[TO DO]
**A.** From the Oxblood Lily piece, list each reason that some gardeners are said to love the Oxblood Lily.
**B.** Copy out the passage of the Oxblood Lily piece starting at "Some gardeners love" and ending at "and dry summer.".

[SELECTION]

What is it about the Oxblood Lily that is so endearing?
Some gardeners love the Oxblood Lily for the rich German history associated with stories of early Texas immigrants. Some love the mysterious deep red lily that emerges on a naked stem. Some love the flower that symbolizes the end of the hot and dry summer.
There are countless reasons gardeners love Oxblood Lilies. In fact, I’ve never met someone who doesn’t absolutely adore the Oxblood Lily. I am no different…. I am absolutely in love with the Oxblood Lily.
My love affair with the Oxblood Lily started many moons ago when I was a newly married, new Texan. I spotted the Oxblood Lily blooming at my In-laws’ house over Labor Day. I began noticing the Oxbloods growing all over the small, East Texas town. I was told the beautiful red flowers were “just weeds”, which intrigued me. How could such a beautiful flower be known throughout a community as a “weed”? I was hooked. I started researching, digging, salvaging….and after 25 years of Oxblood Lily love, the rest is history.

[DATA SUPPLIED]
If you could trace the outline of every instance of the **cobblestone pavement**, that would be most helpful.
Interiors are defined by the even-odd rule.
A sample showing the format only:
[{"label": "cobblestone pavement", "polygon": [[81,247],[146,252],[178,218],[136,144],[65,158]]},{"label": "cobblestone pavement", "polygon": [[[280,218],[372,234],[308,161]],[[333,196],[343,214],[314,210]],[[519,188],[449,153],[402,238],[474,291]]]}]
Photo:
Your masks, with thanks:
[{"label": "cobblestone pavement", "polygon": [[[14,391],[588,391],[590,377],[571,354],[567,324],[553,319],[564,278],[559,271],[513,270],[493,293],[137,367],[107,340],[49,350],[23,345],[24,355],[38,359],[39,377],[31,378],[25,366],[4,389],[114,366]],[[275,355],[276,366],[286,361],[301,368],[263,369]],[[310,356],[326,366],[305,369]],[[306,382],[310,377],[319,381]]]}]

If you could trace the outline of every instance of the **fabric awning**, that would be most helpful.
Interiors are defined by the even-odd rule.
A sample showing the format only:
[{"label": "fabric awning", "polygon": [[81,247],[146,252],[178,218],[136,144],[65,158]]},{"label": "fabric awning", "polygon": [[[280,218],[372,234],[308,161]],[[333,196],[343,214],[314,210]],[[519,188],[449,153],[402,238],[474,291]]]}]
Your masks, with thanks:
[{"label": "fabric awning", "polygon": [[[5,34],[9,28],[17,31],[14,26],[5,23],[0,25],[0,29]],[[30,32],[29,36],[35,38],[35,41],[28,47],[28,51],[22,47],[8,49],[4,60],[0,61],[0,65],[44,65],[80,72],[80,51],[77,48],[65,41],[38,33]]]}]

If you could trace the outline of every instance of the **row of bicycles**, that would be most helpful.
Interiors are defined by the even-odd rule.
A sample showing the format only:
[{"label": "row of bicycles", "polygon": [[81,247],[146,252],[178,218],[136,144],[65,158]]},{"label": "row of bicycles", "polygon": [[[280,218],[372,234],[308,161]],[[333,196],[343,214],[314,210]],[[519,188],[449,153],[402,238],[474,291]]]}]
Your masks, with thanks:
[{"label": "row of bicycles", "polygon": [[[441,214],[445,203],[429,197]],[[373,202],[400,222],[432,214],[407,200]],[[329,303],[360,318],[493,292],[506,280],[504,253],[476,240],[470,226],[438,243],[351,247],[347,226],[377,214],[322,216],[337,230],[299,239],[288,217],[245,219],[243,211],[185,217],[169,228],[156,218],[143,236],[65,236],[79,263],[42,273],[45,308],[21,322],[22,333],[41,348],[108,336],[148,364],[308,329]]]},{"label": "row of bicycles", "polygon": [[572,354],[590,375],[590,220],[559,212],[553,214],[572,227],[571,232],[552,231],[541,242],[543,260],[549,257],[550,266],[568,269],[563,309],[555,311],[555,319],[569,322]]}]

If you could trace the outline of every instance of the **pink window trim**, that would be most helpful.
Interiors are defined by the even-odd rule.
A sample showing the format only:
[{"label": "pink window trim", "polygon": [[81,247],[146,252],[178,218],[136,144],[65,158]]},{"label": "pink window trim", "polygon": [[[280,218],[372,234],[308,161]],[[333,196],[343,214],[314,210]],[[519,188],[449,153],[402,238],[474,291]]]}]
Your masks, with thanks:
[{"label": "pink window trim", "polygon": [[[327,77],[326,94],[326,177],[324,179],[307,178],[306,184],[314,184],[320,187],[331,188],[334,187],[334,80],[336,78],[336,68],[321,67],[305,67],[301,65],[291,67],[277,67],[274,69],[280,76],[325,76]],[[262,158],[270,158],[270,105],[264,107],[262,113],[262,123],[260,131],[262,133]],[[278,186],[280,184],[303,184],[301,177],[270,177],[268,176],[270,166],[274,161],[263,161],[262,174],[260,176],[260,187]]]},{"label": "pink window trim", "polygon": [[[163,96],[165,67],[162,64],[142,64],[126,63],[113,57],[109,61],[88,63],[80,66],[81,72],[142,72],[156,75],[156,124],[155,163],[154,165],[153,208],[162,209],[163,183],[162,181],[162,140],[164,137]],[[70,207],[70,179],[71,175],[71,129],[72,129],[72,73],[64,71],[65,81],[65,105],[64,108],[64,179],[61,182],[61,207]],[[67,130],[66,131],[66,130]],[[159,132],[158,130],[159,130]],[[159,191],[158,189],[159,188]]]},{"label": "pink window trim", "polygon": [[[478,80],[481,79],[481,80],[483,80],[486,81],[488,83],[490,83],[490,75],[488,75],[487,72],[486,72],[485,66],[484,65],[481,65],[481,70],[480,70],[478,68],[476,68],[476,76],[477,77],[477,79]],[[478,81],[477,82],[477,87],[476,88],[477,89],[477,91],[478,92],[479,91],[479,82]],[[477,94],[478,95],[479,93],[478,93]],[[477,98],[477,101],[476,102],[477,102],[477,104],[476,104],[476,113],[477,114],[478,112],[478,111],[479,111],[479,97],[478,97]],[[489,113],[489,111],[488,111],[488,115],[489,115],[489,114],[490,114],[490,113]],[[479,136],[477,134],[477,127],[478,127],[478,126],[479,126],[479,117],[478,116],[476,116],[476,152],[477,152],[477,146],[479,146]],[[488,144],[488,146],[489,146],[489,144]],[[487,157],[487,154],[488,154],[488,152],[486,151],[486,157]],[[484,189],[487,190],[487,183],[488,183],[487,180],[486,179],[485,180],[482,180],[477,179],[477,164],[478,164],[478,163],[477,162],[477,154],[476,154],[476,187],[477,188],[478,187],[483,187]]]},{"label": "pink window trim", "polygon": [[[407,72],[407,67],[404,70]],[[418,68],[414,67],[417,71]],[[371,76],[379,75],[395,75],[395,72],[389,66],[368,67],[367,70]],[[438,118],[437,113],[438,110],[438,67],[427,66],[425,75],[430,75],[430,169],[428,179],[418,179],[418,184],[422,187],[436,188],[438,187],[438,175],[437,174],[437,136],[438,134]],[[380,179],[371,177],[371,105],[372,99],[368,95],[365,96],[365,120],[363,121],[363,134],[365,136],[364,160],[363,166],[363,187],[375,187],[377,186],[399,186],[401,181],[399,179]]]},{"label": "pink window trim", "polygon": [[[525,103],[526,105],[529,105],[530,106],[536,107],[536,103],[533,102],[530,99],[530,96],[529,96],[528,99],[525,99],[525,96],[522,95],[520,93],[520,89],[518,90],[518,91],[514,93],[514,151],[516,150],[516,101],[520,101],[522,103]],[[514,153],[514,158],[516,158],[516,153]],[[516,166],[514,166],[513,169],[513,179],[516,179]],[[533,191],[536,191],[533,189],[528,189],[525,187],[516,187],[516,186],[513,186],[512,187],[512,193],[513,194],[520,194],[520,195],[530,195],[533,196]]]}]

[COMPLETE ANSWERS]
**A.**
- The rich German history tied to stories of early Texas immigrants
- The mysterious deep red lily that emerges on a naked stem
- The flower's role as a symbol of the end of the hot and dry summer

**B.**
Some gardeners love the Oxblood Lily for the rich German history associated with stories of early Texas immigrants. Some love the mysterious deep red lily that emerges on a naked stem. Some love the flower that symbolizes the end of the hot and dry summer.